*WHAT YOU NEED TO DO*. Every line from the one that holds "Target: green rubber boot" through the final line should be returned exactly. Omit the pictures.

— Start RECORDS SUPPLIED —

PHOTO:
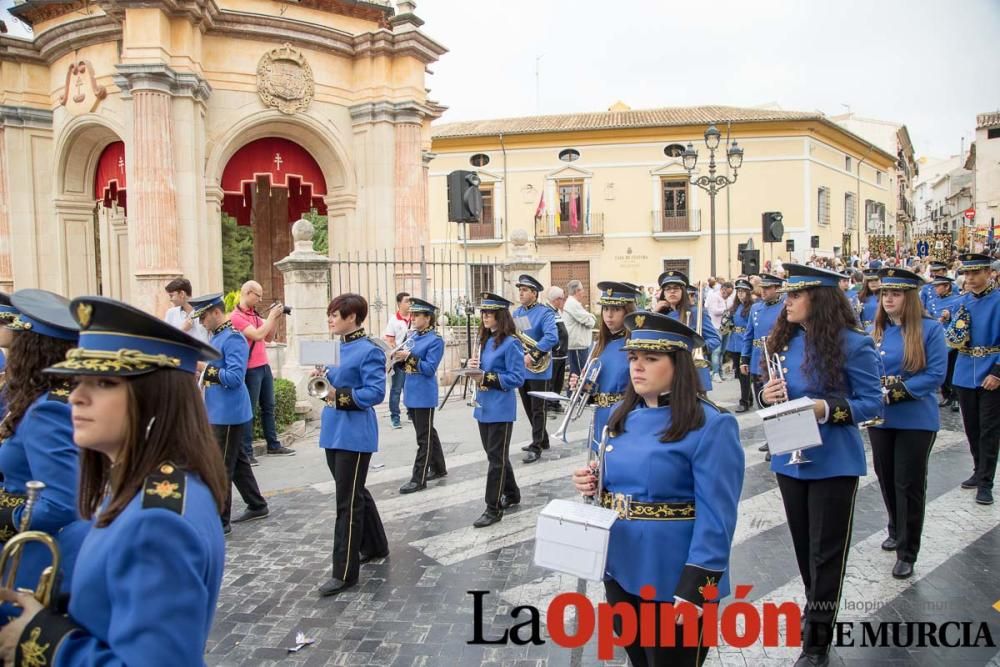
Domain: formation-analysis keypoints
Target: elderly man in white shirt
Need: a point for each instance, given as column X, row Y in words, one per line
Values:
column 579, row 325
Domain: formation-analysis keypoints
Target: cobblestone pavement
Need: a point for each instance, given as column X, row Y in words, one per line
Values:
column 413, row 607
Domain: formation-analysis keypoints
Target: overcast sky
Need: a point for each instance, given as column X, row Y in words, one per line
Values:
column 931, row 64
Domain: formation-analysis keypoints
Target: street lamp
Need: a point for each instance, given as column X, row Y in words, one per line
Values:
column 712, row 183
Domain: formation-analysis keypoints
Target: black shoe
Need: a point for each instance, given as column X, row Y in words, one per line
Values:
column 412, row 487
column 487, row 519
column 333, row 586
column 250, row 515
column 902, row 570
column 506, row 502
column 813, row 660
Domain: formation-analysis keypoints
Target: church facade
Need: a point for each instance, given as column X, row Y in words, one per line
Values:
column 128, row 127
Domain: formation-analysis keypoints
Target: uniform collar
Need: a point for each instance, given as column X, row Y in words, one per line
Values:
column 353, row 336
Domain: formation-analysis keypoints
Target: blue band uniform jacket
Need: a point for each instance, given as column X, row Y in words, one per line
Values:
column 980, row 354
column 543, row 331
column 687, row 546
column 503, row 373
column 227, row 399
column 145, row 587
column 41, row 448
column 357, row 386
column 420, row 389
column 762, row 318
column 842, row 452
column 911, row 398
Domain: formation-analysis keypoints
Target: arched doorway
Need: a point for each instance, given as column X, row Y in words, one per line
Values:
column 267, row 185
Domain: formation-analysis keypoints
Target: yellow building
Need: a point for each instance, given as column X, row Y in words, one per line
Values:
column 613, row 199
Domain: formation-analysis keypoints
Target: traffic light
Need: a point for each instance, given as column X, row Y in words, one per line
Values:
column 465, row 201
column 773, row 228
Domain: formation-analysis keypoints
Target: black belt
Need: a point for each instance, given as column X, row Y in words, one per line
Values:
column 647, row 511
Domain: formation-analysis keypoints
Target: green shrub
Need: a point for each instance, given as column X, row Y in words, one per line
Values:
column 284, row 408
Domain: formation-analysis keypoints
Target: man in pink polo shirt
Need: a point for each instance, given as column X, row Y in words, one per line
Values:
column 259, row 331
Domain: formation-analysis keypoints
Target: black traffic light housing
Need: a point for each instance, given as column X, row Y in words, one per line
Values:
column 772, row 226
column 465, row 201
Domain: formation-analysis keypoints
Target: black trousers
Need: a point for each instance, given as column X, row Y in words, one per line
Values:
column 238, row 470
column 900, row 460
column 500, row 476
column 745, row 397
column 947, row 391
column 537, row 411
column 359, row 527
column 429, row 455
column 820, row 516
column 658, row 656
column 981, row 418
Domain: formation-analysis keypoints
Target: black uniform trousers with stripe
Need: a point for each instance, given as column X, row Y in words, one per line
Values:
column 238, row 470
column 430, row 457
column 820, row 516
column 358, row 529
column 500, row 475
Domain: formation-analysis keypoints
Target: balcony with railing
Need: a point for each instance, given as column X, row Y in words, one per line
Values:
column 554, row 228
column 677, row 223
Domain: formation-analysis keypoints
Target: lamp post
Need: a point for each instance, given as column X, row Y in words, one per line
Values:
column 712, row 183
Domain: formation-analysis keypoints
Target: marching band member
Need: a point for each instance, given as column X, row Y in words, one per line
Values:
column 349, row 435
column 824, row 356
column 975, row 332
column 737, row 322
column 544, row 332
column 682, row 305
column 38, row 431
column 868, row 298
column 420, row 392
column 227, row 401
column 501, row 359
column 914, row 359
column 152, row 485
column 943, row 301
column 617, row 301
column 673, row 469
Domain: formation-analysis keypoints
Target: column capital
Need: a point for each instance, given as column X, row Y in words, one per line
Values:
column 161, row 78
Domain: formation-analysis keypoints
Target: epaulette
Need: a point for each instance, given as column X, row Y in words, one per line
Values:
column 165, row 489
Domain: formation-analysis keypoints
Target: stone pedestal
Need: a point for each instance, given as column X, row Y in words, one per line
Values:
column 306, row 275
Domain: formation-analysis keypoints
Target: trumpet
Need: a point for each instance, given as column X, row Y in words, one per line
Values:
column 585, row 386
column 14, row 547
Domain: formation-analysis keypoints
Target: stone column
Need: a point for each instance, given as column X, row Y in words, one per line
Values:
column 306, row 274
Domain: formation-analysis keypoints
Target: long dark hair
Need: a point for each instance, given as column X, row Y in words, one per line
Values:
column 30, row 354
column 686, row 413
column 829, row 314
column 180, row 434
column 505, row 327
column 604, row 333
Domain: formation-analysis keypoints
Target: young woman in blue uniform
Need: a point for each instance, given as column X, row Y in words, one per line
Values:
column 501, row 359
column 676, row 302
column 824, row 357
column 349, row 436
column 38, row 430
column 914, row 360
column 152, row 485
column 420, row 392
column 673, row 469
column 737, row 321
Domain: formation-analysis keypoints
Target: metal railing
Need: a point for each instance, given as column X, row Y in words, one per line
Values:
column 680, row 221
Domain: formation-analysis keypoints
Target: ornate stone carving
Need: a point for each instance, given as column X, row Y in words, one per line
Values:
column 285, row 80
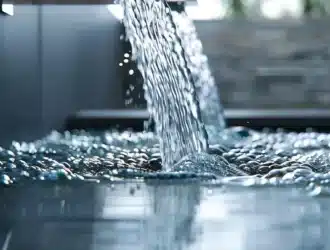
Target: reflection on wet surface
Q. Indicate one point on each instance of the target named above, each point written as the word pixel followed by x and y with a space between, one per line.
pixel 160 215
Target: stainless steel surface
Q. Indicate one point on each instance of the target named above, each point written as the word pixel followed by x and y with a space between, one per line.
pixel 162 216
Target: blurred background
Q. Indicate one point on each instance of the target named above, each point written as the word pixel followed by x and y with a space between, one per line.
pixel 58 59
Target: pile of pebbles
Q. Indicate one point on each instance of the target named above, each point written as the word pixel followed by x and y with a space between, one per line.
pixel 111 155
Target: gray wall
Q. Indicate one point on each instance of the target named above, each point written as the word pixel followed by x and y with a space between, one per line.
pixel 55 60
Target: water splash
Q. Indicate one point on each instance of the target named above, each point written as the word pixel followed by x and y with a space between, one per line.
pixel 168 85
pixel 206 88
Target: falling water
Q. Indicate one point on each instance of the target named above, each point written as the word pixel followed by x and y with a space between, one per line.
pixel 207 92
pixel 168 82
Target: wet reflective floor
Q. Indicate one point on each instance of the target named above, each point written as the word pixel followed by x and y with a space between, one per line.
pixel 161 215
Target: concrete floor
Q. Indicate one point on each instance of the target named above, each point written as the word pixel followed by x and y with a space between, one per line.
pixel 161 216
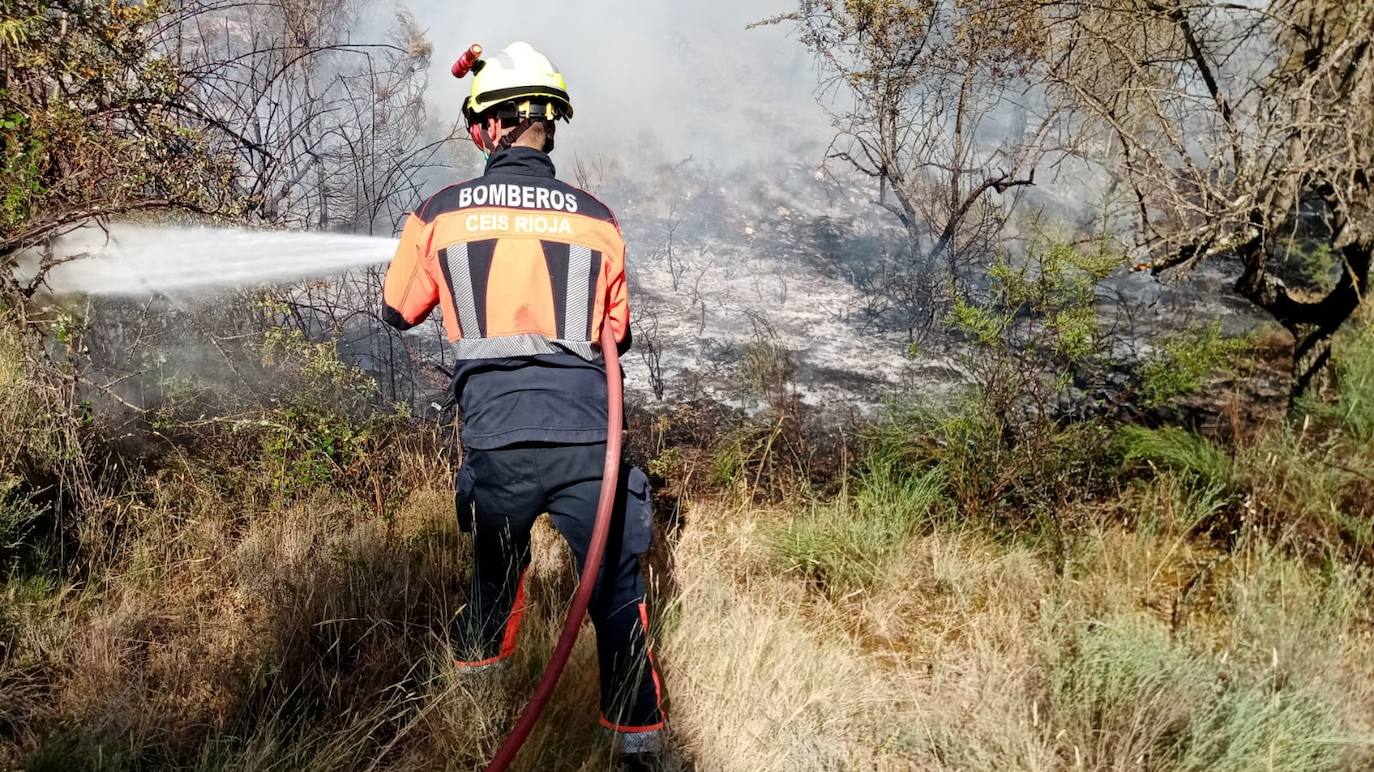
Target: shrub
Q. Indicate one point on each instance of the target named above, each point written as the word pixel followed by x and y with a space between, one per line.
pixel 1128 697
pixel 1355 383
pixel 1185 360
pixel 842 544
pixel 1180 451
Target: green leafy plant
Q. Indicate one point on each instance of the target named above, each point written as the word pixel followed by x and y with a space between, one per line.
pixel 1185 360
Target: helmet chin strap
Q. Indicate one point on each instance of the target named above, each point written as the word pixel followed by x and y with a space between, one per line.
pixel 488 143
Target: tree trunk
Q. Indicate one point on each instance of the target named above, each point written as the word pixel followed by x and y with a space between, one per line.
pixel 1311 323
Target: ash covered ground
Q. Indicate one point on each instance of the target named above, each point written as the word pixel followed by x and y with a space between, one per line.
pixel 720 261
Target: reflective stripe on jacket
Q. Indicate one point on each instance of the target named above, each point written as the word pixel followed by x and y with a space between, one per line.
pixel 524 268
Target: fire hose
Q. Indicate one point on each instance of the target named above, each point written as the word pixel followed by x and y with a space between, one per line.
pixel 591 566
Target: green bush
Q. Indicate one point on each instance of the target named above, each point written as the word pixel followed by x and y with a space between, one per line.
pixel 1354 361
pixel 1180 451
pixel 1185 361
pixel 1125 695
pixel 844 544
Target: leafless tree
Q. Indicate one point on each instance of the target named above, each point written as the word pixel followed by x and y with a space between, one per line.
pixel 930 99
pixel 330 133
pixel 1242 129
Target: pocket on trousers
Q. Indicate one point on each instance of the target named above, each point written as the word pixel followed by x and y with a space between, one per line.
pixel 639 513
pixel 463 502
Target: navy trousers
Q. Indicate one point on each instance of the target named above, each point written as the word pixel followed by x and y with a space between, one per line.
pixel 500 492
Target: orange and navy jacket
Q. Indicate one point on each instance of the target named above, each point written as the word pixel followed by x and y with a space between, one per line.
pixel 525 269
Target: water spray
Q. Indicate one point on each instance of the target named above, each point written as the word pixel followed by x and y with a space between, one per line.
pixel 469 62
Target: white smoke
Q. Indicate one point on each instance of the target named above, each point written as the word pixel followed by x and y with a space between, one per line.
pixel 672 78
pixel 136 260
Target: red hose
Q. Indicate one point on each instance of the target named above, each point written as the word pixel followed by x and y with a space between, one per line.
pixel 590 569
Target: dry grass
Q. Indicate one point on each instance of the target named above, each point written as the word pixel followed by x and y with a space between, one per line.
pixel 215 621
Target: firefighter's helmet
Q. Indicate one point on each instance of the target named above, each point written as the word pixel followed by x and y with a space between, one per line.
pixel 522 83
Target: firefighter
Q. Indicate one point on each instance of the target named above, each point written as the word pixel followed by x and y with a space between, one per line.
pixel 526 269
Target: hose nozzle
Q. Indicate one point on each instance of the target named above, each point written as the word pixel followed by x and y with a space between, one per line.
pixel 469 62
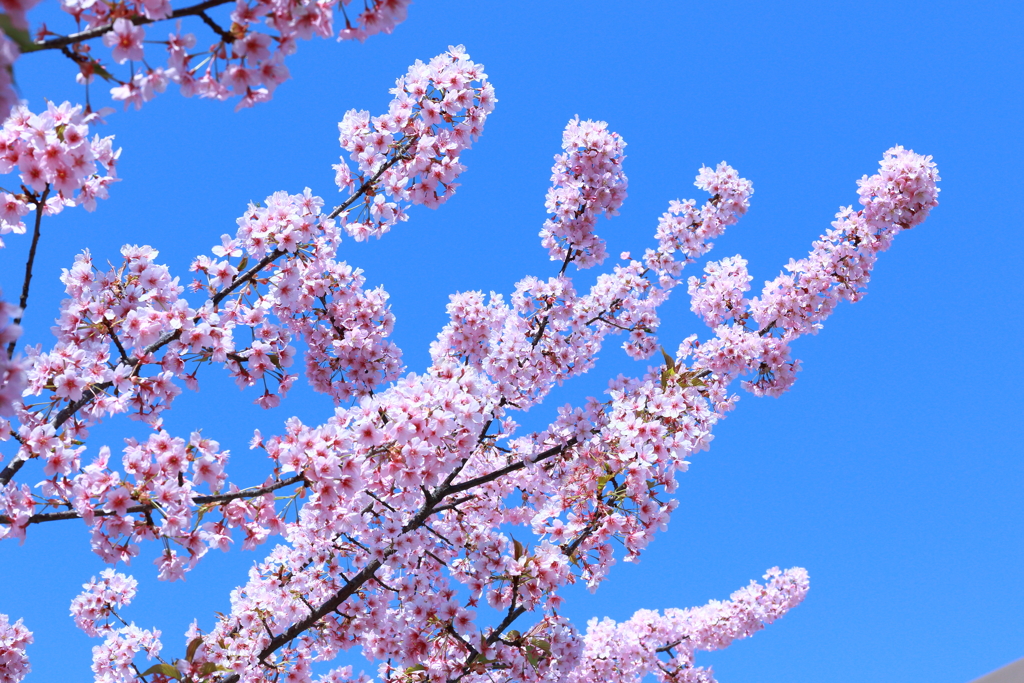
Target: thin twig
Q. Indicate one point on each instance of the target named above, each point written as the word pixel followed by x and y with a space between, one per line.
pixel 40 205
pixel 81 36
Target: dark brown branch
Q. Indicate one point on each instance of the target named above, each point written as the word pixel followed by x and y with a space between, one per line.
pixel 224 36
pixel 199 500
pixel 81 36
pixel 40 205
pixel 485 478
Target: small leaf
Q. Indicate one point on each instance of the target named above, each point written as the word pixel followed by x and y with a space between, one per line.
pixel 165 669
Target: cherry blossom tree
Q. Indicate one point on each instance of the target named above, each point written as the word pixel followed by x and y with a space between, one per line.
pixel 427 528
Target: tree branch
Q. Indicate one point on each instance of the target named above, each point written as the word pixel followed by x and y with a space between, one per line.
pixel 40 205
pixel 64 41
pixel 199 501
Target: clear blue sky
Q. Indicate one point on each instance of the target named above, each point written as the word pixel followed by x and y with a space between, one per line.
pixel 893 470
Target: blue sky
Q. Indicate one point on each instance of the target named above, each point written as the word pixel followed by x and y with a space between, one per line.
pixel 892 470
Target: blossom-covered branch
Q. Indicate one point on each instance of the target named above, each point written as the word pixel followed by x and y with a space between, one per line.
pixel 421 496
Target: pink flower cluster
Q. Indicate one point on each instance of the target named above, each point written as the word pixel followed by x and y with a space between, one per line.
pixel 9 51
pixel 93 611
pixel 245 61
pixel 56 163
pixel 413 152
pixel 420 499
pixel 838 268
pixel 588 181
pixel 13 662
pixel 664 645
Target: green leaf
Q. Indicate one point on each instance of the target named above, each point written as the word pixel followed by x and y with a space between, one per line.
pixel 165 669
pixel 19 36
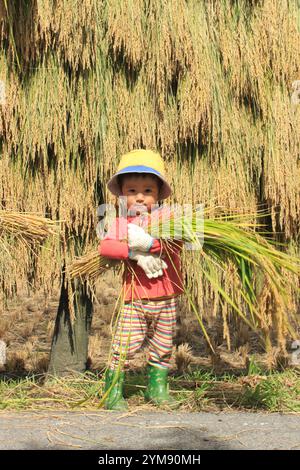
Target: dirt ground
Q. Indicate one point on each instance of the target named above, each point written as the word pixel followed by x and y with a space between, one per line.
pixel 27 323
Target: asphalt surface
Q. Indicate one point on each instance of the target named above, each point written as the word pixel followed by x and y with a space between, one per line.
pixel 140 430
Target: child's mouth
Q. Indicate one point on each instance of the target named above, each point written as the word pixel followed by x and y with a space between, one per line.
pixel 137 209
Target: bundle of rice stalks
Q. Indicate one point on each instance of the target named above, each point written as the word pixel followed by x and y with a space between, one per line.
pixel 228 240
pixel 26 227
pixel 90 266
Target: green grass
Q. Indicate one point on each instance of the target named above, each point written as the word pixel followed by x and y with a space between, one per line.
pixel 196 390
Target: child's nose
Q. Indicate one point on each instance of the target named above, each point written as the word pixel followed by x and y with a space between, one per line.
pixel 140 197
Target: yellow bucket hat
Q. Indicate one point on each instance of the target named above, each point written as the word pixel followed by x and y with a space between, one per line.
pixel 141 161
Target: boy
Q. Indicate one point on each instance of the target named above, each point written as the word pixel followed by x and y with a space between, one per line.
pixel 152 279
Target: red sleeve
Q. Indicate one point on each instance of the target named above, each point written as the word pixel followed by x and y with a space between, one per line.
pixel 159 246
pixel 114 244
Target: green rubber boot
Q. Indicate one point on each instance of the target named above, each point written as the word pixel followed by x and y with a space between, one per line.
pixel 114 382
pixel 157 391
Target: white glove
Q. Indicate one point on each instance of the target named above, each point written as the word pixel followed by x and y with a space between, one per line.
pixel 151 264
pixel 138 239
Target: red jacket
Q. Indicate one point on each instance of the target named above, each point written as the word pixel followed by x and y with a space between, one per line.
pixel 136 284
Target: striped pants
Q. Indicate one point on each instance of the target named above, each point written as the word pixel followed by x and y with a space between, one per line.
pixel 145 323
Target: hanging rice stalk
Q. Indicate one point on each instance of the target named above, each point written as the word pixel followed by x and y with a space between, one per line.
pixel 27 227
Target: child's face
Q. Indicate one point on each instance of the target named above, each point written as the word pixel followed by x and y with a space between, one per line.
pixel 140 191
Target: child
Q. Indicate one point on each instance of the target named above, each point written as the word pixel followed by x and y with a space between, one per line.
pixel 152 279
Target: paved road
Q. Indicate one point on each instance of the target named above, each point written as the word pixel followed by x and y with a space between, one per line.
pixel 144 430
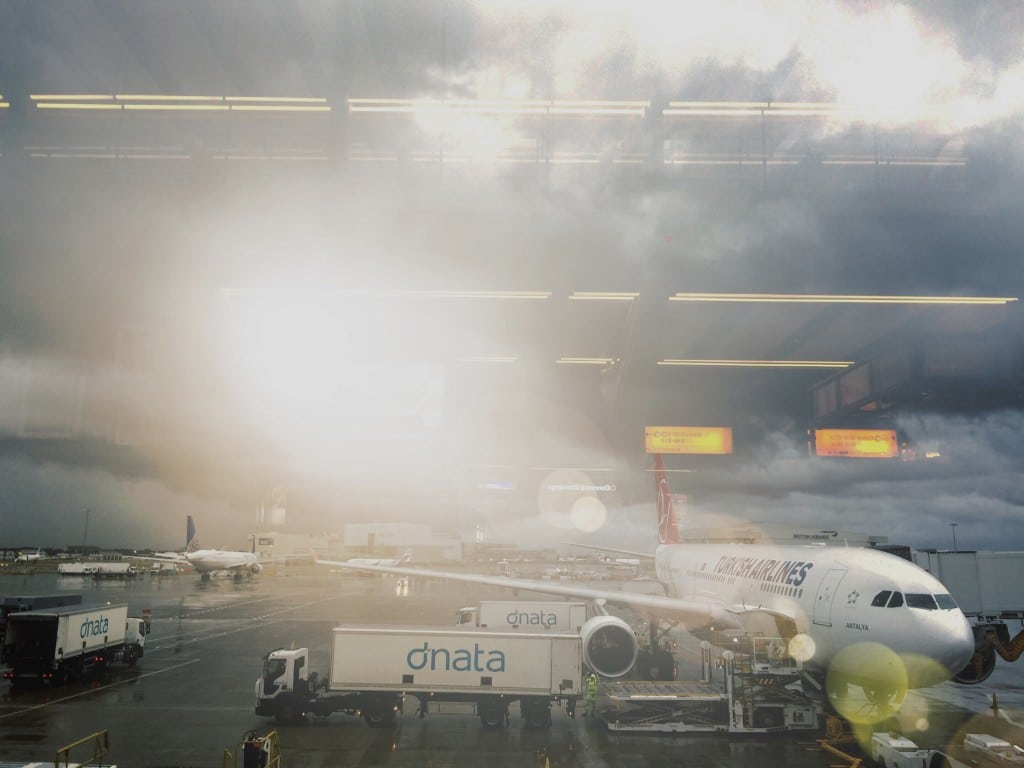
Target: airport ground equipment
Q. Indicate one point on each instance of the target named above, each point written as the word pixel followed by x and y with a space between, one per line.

— End RECORDS SUPPLIED —

*COMPLETE OUTPUT*.
Target: green rubber boot
Q. Indicate one point on each instance of the target named above, each point written as the word pixel followed by x and y with a space between, one per line.
pixel 114 382
pixel 157 391
Target: white glove
Q. Indicate one point on each instance of the target named above, each point written as the word pixel followed by x and y with a space between, one per line.
pixel 151 264
pixel 138 239
Target: red jacket
Q. Indicate one point on each instance of the target named above, each point written as the word pixel followed by x and y with a space between, one per line.
pixel 136 284
Target: striped pants
Q. Indicate one point on each instance of the target named above, each point written as the word pixel followed by x and y with a space between, one per line.
pixel 145 323
Target: hanging rice stalk
Q. Indicate one point on each instance of the target named above, each point written as the word pixel followed by x and y with a space between, one per line.
pixel 27 227
Target: child's face
Q. Indicate one point on each instance of the target named above, each point written as the word pixel followed by x and y with a space between, one per line.
pixel 140 191
Target: child
Q. Indicate one point on each instance of the target named above, each point written as the word pixel followed by x and y with a space between, one per line.
pixel 152 279
Target: paved road
Q. Indicate one point on each instance of the target named above, each point written as the word pixel followed by x and y with a space between, one per line.
pixel 144 430
Target: airport ground equipment
Q. Indicate one point on each instance of the target named above, each point written as the word pixel followed by x and y with a space between, one per line.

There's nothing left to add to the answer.